### Challenge
Please convert the items below into a two-column CSV with the columns "prompt" and "response", one row per item. Put each item's text and its answer in one quoted field each, replace line breaks with spaces, and leave out the pictures.

** Start of Dataset records **

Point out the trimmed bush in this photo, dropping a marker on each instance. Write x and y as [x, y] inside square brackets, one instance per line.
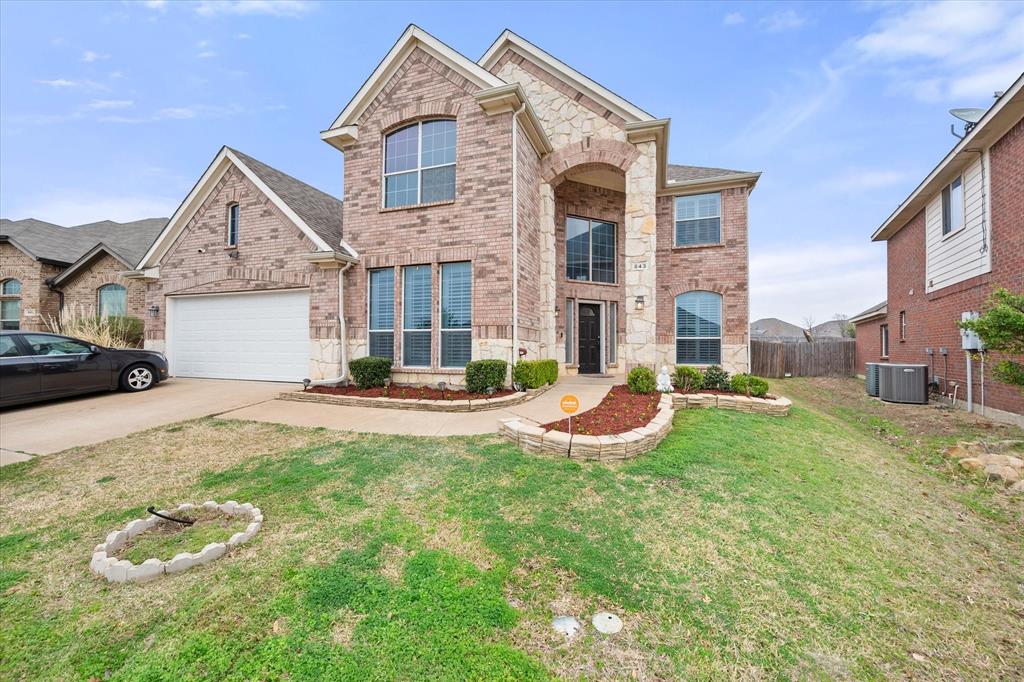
[749, 385]
[716, 379]
[641, 380]
[687, 379]
[534, 374]
[370, 372]
[481, 375]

** End of Dataset records **

### Result of this task
prompt,response
"Point out the trimmed bush in this photo, dropping a marker on each instance. Write x and y as [x, y] inside square brackets, one instance per line.","[749, 385] [716, 379] [641, 380] [687, 379] [534, 374] [370, 372] [481, 375]"